• **EXERCISE DETAILS**
Rewrite the listing below with every occurrence of "Locate" changed to "Find" and all other text left unchanged.

**** ENTRIES PROVIDED ****

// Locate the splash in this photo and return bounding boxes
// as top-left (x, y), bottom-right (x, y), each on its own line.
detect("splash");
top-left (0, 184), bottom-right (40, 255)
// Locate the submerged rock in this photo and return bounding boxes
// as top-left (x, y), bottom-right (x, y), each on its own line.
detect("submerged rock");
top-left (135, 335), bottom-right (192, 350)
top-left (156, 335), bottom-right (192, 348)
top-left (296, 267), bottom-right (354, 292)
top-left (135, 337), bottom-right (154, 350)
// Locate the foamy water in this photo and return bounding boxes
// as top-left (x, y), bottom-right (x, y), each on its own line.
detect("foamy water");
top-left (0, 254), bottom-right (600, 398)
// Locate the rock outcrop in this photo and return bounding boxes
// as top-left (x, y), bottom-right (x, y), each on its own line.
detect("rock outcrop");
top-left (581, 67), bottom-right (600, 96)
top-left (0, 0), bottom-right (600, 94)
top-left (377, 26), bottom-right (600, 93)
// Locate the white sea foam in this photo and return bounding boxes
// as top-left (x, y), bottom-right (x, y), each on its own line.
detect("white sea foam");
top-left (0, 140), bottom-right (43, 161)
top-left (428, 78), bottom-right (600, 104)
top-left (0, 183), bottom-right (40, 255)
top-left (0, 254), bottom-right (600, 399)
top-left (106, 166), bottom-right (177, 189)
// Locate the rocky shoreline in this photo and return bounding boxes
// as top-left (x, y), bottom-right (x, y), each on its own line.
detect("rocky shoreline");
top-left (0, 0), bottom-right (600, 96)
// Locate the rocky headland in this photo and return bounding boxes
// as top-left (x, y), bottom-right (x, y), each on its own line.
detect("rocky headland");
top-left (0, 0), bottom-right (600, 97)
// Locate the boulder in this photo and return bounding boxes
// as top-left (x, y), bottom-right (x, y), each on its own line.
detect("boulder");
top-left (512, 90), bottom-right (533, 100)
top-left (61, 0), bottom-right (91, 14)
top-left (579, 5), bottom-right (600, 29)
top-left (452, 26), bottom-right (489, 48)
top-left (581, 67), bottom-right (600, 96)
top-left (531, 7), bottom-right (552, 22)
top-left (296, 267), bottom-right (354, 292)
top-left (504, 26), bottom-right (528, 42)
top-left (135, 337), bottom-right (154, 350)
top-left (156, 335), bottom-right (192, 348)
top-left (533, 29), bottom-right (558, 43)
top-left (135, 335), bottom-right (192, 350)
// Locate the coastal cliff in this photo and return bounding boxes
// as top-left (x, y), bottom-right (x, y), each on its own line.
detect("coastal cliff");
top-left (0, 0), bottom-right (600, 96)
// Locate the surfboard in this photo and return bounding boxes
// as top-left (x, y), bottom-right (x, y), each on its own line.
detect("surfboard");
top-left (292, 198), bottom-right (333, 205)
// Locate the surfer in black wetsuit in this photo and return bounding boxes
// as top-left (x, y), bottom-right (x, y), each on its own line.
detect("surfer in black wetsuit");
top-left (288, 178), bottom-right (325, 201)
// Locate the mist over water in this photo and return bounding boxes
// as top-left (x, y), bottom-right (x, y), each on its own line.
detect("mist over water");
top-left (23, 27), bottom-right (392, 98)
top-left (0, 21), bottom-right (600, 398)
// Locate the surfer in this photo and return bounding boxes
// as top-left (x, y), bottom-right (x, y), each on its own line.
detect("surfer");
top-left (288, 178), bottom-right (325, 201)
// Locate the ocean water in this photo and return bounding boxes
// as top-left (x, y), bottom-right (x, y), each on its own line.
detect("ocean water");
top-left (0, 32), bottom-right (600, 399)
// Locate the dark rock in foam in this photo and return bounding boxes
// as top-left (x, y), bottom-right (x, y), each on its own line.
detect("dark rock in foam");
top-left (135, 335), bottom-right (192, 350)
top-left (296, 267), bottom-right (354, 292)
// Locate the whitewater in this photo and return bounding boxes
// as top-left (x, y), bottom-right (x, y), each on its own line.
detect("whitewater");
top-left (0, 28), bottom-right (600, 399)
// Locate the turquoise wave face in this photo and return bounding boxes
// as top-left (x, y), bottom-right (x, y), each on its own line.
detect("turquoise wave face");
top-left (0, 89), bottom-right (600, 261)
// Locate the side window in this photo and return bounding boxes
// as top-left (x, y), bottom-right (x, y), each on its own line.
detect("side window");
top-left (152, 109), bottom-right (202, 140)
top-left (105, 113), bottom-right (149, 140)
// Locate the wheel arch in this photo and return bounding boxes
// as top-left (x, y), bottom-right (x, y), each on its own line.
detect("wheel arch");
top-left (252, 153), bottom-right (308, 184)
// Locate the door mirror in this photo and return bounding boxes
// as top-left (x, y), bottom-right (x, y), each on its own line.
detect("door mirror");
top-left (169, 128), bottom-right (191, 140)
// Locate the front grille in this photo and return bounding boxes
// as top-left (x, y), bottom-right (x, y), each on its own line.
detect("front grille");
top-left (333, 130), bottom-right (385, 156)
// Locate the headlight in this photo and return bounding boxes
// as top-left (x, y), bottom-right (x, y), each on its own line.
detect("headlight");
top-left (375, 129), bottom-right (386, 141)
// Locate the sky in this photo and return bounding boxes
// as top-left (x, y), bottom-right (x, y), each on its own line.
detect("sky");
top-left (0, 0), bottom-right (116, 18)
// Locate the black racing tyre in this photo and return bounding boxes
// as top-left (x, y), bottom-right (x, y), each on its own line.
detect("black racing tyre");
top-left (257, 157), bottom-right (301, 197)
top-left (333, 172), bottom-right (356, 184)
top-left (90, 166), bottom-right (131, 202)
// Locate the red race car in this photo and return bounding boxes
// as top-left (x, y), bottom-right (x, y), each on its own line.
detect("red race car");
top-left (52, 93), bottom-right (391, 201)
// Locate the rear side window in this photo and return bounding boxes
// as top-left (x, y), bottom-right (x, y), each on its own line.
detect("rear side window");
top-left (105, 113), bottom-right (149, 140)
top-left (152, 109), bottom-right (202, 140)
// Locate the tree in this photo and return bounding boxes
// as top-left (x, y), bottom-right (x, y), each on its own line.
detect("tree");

****

• **COMPLETED TASK**
// Find the splash in this photo and return bounding boxes
// as top-left (x, y), bottom-right (x, y), each on its own line.
detect("splash");
top-left (0, 184), bottom-right (40, 255)
// Find the submerged rock in this photo and return bounding boxes
// as top-left (x, y), bottom-right (x, y), each on its own line.
detect("submerged rock");
top-left (135, 335), bottom-right (192, 350)
top-left (156, 335), bottom-right (192, 348)
top-left (296, 267), bottom-right (354, 292)
top-left (135, 337), bottom-right (154, 350)
// Find the foamy water in this photo and return bounding boxes
// as top-left (x, y), bottom-right (x, y), each on its own line.
detect("foamy water");
top-left (0, 254), bottom-right (600, 398)
// Find the rock outcrop in this photo and return bounding boxes
// as top-left (x, y), bottom-right (x, y), each on its own line.
detect("rock outcrop");
top-left (581, 67), bottom-right (600, 96)
top-left (0, 0), bottom-right (600, 94)
top-left (377, 26), bottom-right (600, 93)
// Find the white sea foam in this photo and return bounding boxes
// as top-left (x, y), bottom-right (x, y), each on its own line.
detect("white sea foam");
top-left (0, 140), bottom-right (43, 161)
top-left (428, 78), bottom-right (600, 104)
top-left (0, 183), bottom-right (40, 255)
top-left (0, 254), bottom-right (600, 399)
top-left (106, 166), bottom-right (177, 189)
// Find the rocky shoreline in this photo and return bounding boxes
// as top-left (x, y), bottom-right (x, y), each on its own line.
detect("rocky shoreline");
top-left (0, 0), bottom-right (600, 96)
// Find the rocky headland in this photo and return bounding boxes
// as top-left (x, y), bottom-right (x, y), each on its own line.
detect("rocky headland");
top-left (0, 0), bottom-right (600, 97)
// Find the boulder in this photo and return bounding boxes
// as top-left (x, y), bottom-right (x, y), each on its own line.
detect("boulder");
top-left (512, 90), bottom-right (533, 100)
top-left (61, 0), bottom-right (91, 14)
top-left (579, 5), bottom-right (600, 29)
top-left (452, 26), bottom-right (489, 48)
top-left (581, 67), bottom-right (600, 96)
top-left (531, 7), bottom-right (552, 22)
top-left (296, 267), bottom-right (354, 292)
top-left (504, 26), bottom-right (528, 42)
top-left (135, 337), bottom-right (154, 350)
top-left (156, 335), bottom-right (192, 348)
top-left (533, 29), bottom-right (558, 43)
top-left (135, 335), bottom-right (192, 350)
// Find the coastal cliff in this photo and return bounding boxes
// as top-left (x, y), bottom-right (x, y), each on its own line.
detect("coastal cliff");
top-left (0, 0), bottom-right (600, 96)
// Find the surfboard in this photo and return bounding boxes
// as top-left (x, y), bottom-right (x, y), each on its own line.
detect("surfboard");
top-left (292, 198), bottom-right (333, 205)
// Find the surfer in black wetsuit in this photo and return bounding boxes
// as top-left (x, y), bottom-right (x, y), each on its own line.
detect("surfer in black wetsuit");
top-left (288, 178), bottom-right (325, 201)
// Find the mist over water in this photo and return bounding boxes
// as top-left (x, y), bottom-right (x, y), each on its own line.
detect("mist over water");
top-left (23, 27), bottom-right (392, 98)
top-left (0, 21), bottom-right (600, 398)
// Find the surfer in this photo and return bounding boxes
// as top-left (x, y), bottom-right (x, y), each on its own line.
detect("surfer");
top-left (288, 178), bottom-right (325, 201)
// Find the ocean water in this photo and return bounding boxes
// as top-left (x, y), bottom-right (x, y), each on its own line.
detect("ocean water");
top-left (0, 32), bottom-right (600, 399)
// Find the dark rock in foam in this photo and return bounding boxes
// as top-left (x, y), bottom-right (x, y), each on its own line.
detect("dark rock in foam");
top-left (135, 335), bottom-right (192, 350)
top-left (296, 267), bottom-right (354, 292)
// Find the whitewater in this photo and return bounding boxes
// as top-left (x, y), bottom-right (x, y), each on its own line.
detect("whitewater");
top-left (0, 28), bottom-right (600, 399)
// Find the turquoise wave face in this photo and return bounding boxes
// as top-left (x, y), bottom-right (x, y), each on its own line.
detect("turquoise wave face");
top-left (0, 89), bottom-right (600, 261)
// Find the side window in this photo and return bounding boxes
// as top-left (x, y), bottom-right (x, y), each on its own line.
detect("side window");
top-left (152, 109), bottom-right (202, 140)
top-left (105, 113), bottom-right (149, 140)
// Find the wheel arch in this photo and return bounding boxes
// as top-left (x, y), bottom-right (x, y), each on its own line.
detect("wheel arch");
top-left (252, 153), bottom-right (308, 184)
// Find the door mirror in this photo and return bounding boxes
// as top-left (x, y), bottom-right (x, y), each on its own line.
detect("door mirror");
top-left (169, 128), bottom-right (191, 140)
// Find the front grille in this photo and return bounding boxes
// as top-left (x, y), bottom-right (x, y), each on its own line.
detect("front grille");
top-left (333, 130), bottom-right (385, 156)
// Find the headlight in this photo and return bounding boxes
// as top-left (x, y), bottom-right (x, y), each on its own line.
detect("headlight");
top-left (375, 129), bottom-right (386, 141)
// Find the sky in this photo and return bounding boxes
// as top-left (x, y), bottom-right (x, y), each on its own line.
detect("sky");
top-left (0, 0), bottom-right (116, 18)
// Find the black racing tyre in this photo and return bounding boxes
// as top-left (x, y), bottom-right (x, y), each on its own line.
detect("black racing tyre");
top-left (257, 157), bottom-right (301, 197)
top-left (333, 172), bottom-right (356, 184)
top-left (90, 166), bottom-right (131, 202)
// Find the red race car in this photo and return bounding boxes
// as top-left (x, y), bottom-right (x, y), each on its own line.
detect("red race car");
top-left (52, 93), bottom-right (391, 201)
// Find the rear side window in this photo and return bounding boxes
// as top-left (x, y), bottom-right (x, y), each on its own line.
detect("rear side window");
top-left (105, 113), bottom-right (149, 140)
top-left (152, 109), bottom-right (202, 140)
// Find the tree in this photo and return bounding boxes
// as top-left (x, y), bottom-right (x, y), each on its own line.
detect("tree");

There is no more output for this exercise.